WRITTEN INSTRUCTION »
Arrange every line of the records below into a Markdown table with two columns, Row and Line. Number the rows in order and skip any blank lines.

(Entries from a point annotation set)
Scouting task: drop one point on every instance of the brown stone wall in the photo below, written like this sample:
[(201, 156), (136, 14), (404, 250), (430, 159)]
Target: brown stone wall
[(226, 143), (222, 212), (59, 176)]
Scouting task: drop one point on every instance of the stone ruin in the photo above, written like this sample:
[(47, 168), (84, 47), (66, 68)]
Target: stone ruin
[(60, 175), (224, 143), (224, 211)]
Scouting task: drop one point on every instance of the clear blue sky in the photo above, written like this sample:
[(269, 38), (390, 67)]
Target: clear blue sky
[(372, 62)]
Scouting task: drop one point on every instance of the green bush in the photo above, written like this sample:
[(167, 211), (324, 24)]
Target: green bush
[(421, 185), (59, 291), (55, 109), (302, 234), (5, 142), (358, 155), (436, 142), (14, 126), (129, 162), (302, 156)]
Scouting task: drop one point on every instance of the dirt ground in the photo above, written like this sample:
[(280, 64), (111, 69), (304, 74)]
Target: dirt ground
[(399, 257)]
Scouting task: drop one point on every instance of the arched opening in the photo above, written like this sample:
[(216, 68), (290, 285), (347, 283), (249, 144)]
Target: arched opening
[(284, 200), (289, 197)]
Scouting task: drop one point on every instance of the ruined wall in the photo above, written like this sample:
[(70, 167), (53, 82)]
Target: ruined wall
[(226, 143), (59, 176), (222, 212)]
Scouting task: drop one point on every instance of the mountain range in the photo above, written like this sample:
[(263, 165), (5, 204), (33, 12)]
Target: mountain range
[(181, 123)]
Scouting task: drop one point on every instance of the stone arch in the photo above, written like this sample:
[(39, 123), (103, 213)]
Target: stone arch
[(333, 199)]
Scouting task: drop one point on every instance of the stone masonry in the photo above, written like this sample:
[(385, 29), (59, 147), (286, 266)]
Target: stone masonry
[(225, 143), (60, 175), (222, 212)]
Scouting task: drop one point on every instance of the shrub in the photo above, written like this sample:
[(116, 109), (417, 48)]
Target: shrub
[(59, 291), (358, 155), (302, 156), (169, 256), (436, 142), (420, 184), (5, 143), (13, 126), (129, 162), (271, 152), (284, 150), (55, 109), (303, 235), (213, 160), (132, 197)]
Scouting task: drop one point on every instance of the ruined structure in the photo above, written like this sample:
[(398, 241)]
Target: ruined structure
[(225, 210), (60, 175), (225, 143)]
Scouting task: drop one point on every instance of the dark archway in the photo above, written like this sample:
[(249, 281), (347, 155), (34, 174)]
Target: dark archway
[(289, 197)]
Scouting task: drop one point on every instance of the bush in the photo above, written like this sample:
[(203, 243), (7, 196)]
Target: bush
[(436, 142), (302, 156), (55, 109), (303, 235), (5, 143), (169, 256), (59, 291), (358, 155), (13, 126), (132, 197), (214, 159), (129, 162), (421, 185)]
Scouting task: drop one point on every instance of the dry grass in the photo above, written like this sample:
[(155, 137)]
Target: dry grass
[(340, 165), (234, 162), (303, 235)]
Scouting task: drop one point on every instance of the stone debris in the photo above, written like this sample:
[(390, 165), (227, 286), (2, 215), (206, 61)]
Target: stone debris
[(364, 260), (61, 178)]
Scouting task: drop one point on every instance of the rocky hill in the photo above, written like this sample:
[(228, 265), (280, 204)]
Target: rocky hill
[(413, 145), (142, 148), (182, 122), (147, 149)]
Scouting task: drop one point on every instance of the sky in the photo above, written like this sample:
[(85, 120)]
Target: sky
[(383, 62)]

RESPONSE »
| Row | Line |
|---|---|
| 1 | Scouting task: drop one point on every instance of the brown stone wall in the photo below, written like this sample: |
| 2 | [(201, 156), (136, 14), (404, 250), (430, 159)] |
| 3 | Target: brown stone wall |
| 4 | [(226, 143), (222, 212), (59, 176)] |
| 5 | Scouting task: drop one point on every instance of the stone ruin in the photo above, written like this sample: |
| 6 | [(47, 168), (84, 47), (66, 68)] |
| 7 | Target: stone ruin |
| 8 | [(60, 175), (224, 143), (224, 211)] |
| 9 | Scouting task: drop one point on every instance of the clear blue sky in the photo above, written like this sample: |
| 10 | [(269, 38), (390, 67)] |
| 11 | Target: clear blue sky |
| 12 | [(372, 62)] |
| 13 | Scouting task: drop one point on every instance of the green bush in the photo above, written like this sample: |
| 14 | [(167, 211), (324, 24)] |
| 15 | Target: green bush |
| 16 | [(421, 185), (59, 291), (55, 109), (302, 234), (5, 142), (358, 155), (436, 142), (14, 126), (129, 162), (302, 156)] |
| 17 | Scouting task: drop one point on every instance of the dirt ground in the photo above, written like this sample: |
| 18 | [(280, 64), (111, 69), (304, 74)] |
| 19 | Target: dirt ground |
| 20 | [(399, 257)] |
| 21 | Scouting task: drop one point on every instance of the arched opening in the photo above, written like this sample: |
| 22 | [(216, 68), (290, 285), (347, 283), (249, 144)] |
| 23 | Target: arched opening |
| 24 | [(284, 200), (289, 197)] |
| 25 | Scouting task: drop one point on every instance of the ruined wall in the photo above, written like this sample: |
| 26 | [(70, 167), (53, 82)] |
| 27 | Target: ruined wall |
| 28 | [(226, 143), (59, 176), (222, 212)] |
| 29 | Scouting task: drop one point on every instance of the mountain range in the photo above, written like this sample: |
| 30 | [(263, 165), (5, 204), (33, 12)] |
| 31 | Target: mountain range |
| 32 | [(181, 123)] |
| 33 | Scouting task: drop one point on every instance of the stone arch in the photo above, written like this sample: |
| 34 | [(39, 123), (103, 213)] |
| 35 | Target: stone arch |
| 36 | [(333, 199)] |
| 37 | Scouting task: drop one point on every instance of the stone masonry in the photo above, written like this sample: |
| 38 | [(385, 29), (59, 147), (286, 266)] |
| 39 | Target: stone masonry |
| 40 | [(225, 143), (60, 175), (222, 212)] |
| 41 | Scouting task: drop one point on every instance of the shrub in the photo above, written like this sample: |
| 42 | [(116, 109), (417, 48)] |
| 43 | Target: shrub |
| 44 | [(59, 291), (358, 155), (302, 156), (169, 256), (436, 142), (420, 184), (5, 143), (13, 126), (129, 162), (271, 152), (284, 150), (55, 109), (303, 235), (213, 160), (132, 197)] |
| 45 | Scouting task: drop one point on every instance of the ruined structure in the photo above, written like this sample: |
| 46 | [(398, 241)] |
| 47 | Target: ruined structure |
| 48 | [(225, 210), (60, 175), (225, 143)] |
| 49 | Scouting task: drop one point on every instance of the dark archway in the photo above, written like this sample: |
| 50 | [(249, 281), (347, 155), (34, 174)] |
| 51 | Target: dark archway |
| 52 | [(289, 197)] |
| 53 | Scouting task: drop one point on every instance of the bush in the photo above, written like this sample: |
| 54 | [(203, 243), (7, 196)] |
| 55 | Target: bush |
| 56 | [(436, 142), (302, 156), (55, 109), (303, 235), (5, 143), (169, 256), (59, 291), (358, 155), (13, 126), (132, 197), (214, 159), (129, 162), (421, 185)] |
| 57 | Scouting task: drop one point on every instance of the dry grass in the photo above, written like this sample: |
| 58 | [(155, 137)] |
| 59 | Target: dry grass |
| 60 | [(340, 165), (234, 162), (303, 235)] |
| 61 | Scouting task: drop one point on every instance of the stone debris in the photo above, written like this sample: |
| 62 | [(390, 165), (227, 286), (2, 215), (206, 61)] |
| 63 | Target: stone debris |
| 64 | [(364, 260), (61, 178)] |
| 65 | Scouting task: drop one point on every instance of the rocky hill in the photo above, written like this sample: |
| 66 | [(228, 265), (280, 204)] |
| 67 | Target: rocky hill |
| 68 | [(413, 145), (142, 148), (182, 122), (147, 149)] |
| 69 | Scouting task: drop one point on every instance of the sky in the photo above, written like this sample: |
| 70 | [(85, 120)] |
| 71 | Target: sky |
| 72 | [(383, 62)] |